Job:
Answer these from the Kyoto field trip post:
1. In what year was Kennin-ji founded, and by whom?
2. What is Maruyama Park famous for?
3. Who redesigned the front Karesansui garden at Jisso-in in 2013?

Provided passage:

* start *

Field Trip to Kyoto Day 2 — Autumn 2014
Read about Day 1 here
The next morning, the plan was to cycle through Kyoto and discover its temples.
But as I am an Ame-on’na — a woman who attracts rain — the bicycles were cancelled, replaced by sturdy shoes and a huge umbrella.
Kennin-ji — Kyoto’s Oldest Zen Temple
Our first stop was Kennin-ji, founded in 1202 by Yōsai, the oldest Zen temple in Kyoto.
Its grounds hold several captivating gardens, such as Chō-on-tei — restored under the guidance of Yasuo Kitayama — and the famous “○△□” Garden, inspired by Sengai Gibon’s calligraphy.
Zen-style Karesansui gardens, a traditional tea house, and treasures like the “Wind and Thunder Gods” and “Twin Dragons” make Kennin-ji an art lover’s delight.
(If arriving from Gion, it’s the first building on your right after entering.)



A Pause at Yasaka Shrine and Maruyama Park
After lingering too long with my camera at Kennin-ji, we waited for our “private taxi” — actually the garden designer from last night’s dinner.
In the meantime, I visited Yasaka Shrine and took a quick stroll through Maruyama Park, snapping photos of a Korean model in kimono and a striking weeping willow.
Fun fact: In Japanese folklore, ghosts often dwell beneath weeping willows.
Maruyama Park, established in 1886, is famous for hanami (cherry blossom viewing).



Lunch at Tenkaippin — Kyoto’s Original Ramen Shop
Our lunch destination was Tenkaippin.. A famous Ramen chain. But the store I wanted to visit was the first Tenkaippin ever. And it was delicious! They offer a thick, rich ramen broth (kotteri) — exactly the kind of comfort food you want on a rainy Kyoto afternoon. If you like it a bit lighter, order asari.
It’s quite near to Kyoto Daigaku, the second most prestigious university in Japan after Tokyo Daigaku.
Jisso-in — A Monzeki Temple with Imperial Ties
Next, we headed into the mountains to Jisso-in, founded in 1229 and closely linked to the Imperial Family.
The moss-covered pond garden at the back was a lush green even in autumn, framed by Japanese maples.
Its front Karesansui garden, redesigned in 2013 by Ogawa Katsuaki of the famed Ueji family, is equally striking.

* end *

Dataset entries:
* start *

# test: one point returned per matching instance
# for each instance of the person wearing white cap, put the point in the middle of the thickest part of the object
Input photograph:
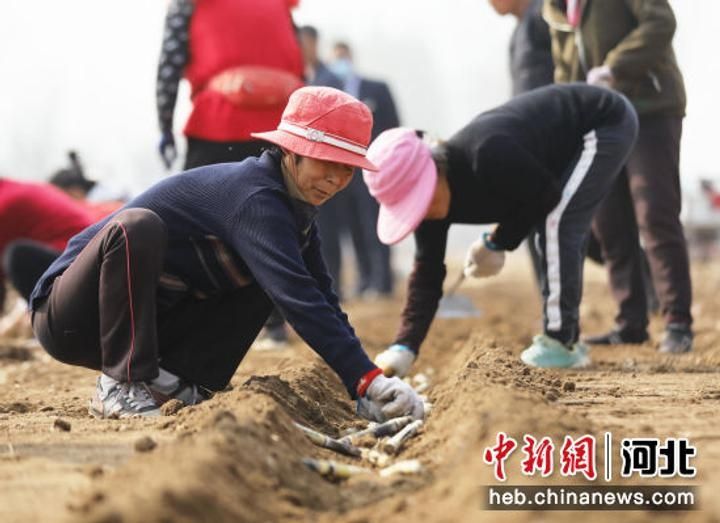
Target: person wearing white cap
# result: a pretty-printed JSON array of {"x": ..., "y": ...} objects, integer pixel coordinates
[
  {"x": 540, "y": 163},
  {"x": 165, "y": 296}
]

* end *

Completed exercise:
1. Kennin-ji was founded in 1202 by Yōsai.
2. Maruyama Park is famous for hanami, or cherry blossom viewing.
3. Ogawa Katsuaki of the Ueji family redesigned it.